:: DATA TO PROCESS

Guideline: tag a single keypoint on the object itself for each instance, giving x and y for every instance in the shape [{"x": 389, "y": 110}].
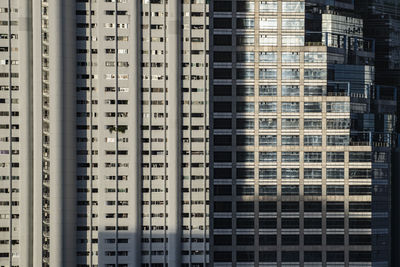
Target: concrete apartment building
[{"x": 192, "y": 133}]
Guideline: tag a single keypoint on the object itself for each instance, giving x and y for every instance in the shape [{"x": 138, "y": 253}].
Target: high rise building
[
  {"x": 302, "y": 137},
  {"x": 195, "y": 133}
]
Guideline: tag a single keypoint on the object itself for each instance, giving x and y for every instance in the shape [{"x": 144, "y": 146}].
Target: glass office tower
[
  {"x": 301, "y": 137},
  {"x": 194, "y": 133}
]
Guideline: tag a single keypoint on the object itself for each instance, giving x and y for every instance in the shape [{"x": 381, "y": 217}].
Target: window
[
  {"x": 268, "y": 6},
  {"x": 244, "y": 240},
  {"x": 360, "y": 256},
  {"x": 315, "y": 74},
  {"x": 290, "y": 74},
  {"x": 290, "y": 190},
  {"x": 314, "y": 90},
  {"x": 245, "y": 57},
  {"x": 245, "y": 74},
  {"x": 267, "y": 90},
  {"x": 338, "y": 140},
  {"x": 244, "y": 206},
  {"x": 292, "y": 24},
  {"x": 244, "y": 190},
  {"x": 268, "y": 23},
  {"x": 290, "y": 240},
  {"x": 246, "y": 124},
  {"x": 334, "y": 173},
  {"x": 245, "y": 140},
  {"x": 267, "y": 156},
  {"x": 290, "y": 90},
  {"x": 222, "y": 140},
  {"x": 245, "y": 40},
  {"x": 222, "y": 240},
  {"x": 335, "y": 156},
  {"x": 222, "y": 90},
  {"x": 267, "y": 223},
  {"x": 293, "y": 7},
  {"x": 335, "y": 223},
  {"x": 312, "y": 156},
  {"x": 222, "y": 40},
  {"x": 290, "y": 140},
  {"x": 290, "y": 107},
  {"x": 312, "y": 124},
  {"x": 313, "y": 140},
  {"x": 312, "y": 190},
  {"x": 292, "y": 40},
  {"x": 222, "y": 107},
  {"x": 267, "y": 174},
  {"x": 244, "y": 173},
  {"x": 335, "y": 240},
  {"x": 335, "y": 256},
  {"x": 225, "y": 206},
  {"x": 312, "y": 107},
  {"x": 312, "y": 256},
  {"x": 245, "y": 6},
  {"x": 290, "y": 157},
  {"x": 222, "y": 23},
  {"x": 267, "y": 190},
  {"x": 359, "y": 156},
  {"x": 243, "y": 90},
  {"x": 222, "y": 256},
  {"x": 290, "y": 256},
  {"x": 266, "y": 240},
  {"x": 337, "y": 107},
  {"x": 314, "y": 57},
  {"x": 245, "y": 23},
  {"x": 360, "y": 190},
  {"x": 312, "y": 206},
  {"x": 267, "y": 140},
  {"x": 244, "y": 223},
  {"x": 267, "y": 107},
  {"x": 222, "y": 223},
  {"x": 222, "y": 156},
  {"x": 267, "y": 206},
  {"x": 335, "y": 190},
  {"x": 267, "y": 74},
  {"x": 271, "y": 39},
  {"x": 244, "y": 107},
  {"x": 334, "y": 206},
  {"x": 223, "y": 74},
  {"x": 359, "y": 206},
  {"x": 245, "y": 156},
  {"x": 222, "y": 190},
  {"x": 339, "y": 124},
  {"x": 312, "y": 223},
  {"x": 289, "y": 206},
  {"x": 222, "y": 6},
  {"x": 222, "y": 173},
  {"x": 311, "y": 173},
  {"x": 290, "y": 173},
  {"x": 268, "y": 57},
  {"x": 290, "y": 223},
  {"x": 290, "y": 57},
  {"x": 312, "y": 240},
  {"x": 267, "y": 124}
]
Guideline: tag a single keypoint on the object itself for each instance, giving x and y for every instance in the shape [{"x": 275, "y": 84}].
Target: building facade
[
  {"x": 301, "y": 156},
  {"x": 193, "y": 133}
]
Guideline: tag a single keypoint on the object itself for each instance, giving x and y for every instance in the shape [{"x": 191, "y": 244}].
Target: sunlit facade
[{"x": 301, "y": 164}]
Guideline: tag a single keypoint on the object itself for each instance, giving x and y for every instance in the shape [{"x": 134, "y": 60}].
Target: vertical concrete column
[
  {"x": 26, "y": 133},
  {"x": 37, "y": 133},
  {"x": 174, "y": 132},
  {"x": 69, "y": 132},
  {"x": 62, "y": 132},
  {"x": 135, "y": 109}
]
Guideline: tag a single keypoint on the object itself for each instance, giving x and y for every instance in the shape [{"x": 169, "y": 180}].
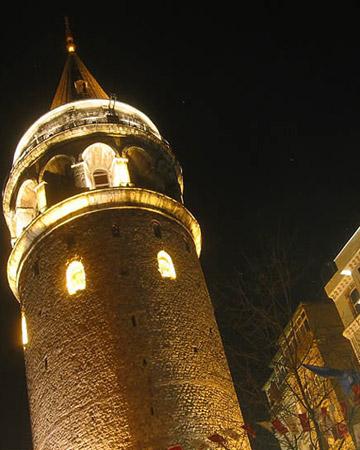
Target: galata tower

::::

Each record should be quoted exactly, with the images omitted.

Guideline: tag a single keypoint on the object itself for each instance, giving x and y for every instance in the shape [{"x": 389, "y": 110}].
Target: concrete apartment building
[{"x": 192, "y": 133}]
Guideline: tag a single keypoint on the object itself for each instance, giving x and y for every instance in the shape [{"x": 138, "y": 253}].
Target: high rise building
[
  {"x": 302, "y": 137},
  {"x": 195, "y": 133}
]
Guideline: tag a single keypoint on the object itself for each instance, giving x and y for every instance in the shape [{"x": 144, "y": 146}].
Target: glass office tower
[
  {"x": 301, "y": 137},
  {"x": 194, "y": 133}
]
Guideline: tag a single keypoint on the object itself for each instance, giving x and y for every instance in the shape [{"x": 381, "y": 217}].
Target: window
[
  {"x": 268, "y": 6},
  {"x": 244, "y": 240},
  {"x": 360, "y": 256},
  {"x": 315, "y": 74},
  {"x": 290, "y": 74},
  {"x": 290, "y": 190},
  {"x": 314, "y": 90},
  {"x": 245, "y": 57},
  {"x": 245, "y": 74},
  {"x": 267, "y": 90},
  {"x": 338, "y": 140},
  {"x": 244, "y": 206},
  {"x": 292, "y": 24},
  {"x": 244, "y": 190},
  {"x": 268, "y": 23},
  {"x": 290, "y": 240},
  {"x": 246, "y": 124},
  {"x": 334, "y": 173},
  {"x": 245, "y": 140},
  {"x": 267, "y": 156},
  {"x": 290, "y": 90},
  {"x": 222, "y": 140},
  {"x": 245, "y": 40},
  {"x": 222, "y": 240},
  {"x": 335, "y": 156},
  {"x": 222, "y": 90},
  {"x": 267, "y": 223},
  {"x": 293, "y": 7},
  {"x": 335, "y": 223},
  {"x": 312, "y": 156},
  {"x": 222, "y": 40},
  {"x": 290, "y": 140},
  {"x": 290, "y": 107},
  {"x": 312, "y": 124},
  {"x": 313, "y": 140},
  {"x": 312, "y": 190},
  {"x": 292, "y": 40},
  {"x": 222, "y": 107},
  {"x": 267, "y": 174},
  {"x": 244, "y": 173},
  {"x": 335, "y": 240},
  {"x": 335, "y": 256},
  {"x": 225, "y": 206},
  {"x": 312, "y": 107},
  {"x": 312, "y": 256},
  {"x": 245, "y": 6},
  {"x": 290, "y": 157},
  {"x": 222, "y": 23},
  {"x": 267, "y": 190},
  {"x": 359, "y": 156},
  {"x": 243, "y": 90},
  {"x": 222, "y": 256},
  {"x": 290, "y": 256},
  {"x": 266, "y": 240},
  {"x": 337, "y": 107},
  {"x": 314, "y": 57},
  {"x": 245, "y": 23},
  {"x": 360, "y": 190},
  {"x": 312, "y": 206},
  {"x": 267, "y": 140},
  {"x": 244, "y": 223},
  {"x": 267, "y": 107},
  {"x": 222, "y": 223},
  {"x": 222, "y": 156},
  {"x": 267, "y": 206},
  {"x": 335, "y": 190},
  {"x": 267, "y": 74},
  {"x": 271, "y": 39},
  {"x": 244, "y": 107},
  {"x": 334, "y": 206},
  {"x": 223, "y": 74},
  {"x": 359, "y": 206},
  {"x": 245, "y": 156},
  {"x": 222, "y": 190},
  {"x": 339, "y": 124},
  {"x": 312, "y": 223},
  {"x": 289, "y": 206},
  {"x": 222, "y": 6},
  {"x": 222, "y": 173},
  {"x": 311, "y": 173},
  {"x": 290, "y": 173},
  {"x": 268, "y": 57},
  {"x": 290, "y": 223},
  {"x": 290, "y": 57},
  {"x": 312, "y": 240},
  {"x": 267, "y": 124}
]
Guideline: tag a single keypoint on the object itself for each instance, giving x and y for every instance in the shape [{"x": 275, "y": 84}].
Target: building facade
[
  {"x": 301, "y": 156},
  {"x": 193, "y": 133}
]
Guideline: tag a single keypoint on the object itself for each instance, giving x and y for every instance in the shape [{"x": 191, "y": 244}].
Target: sunlit facade
[{"x": 301, "y": 164}]
Guideline: tag a single keypoint on the object itself for each instance, giving x and y for every instance in the shape [{"x": 134, "y": 60}].
Target: vertical concrete column
[
  {"x": 26, "y": 133},
  {"x": 37, "y": 133},
  {"x": 174, "y": 132},
  {"x": 69, "y": 132},
  {"x": 62, "y": 132},
  {"x": 135, "y": 109}
]
Guideline: tag a single keypoint on the object itself for each instance, giving x and y for every instance in the shape [{"x": 169, "y": 180}].
Target: galata tower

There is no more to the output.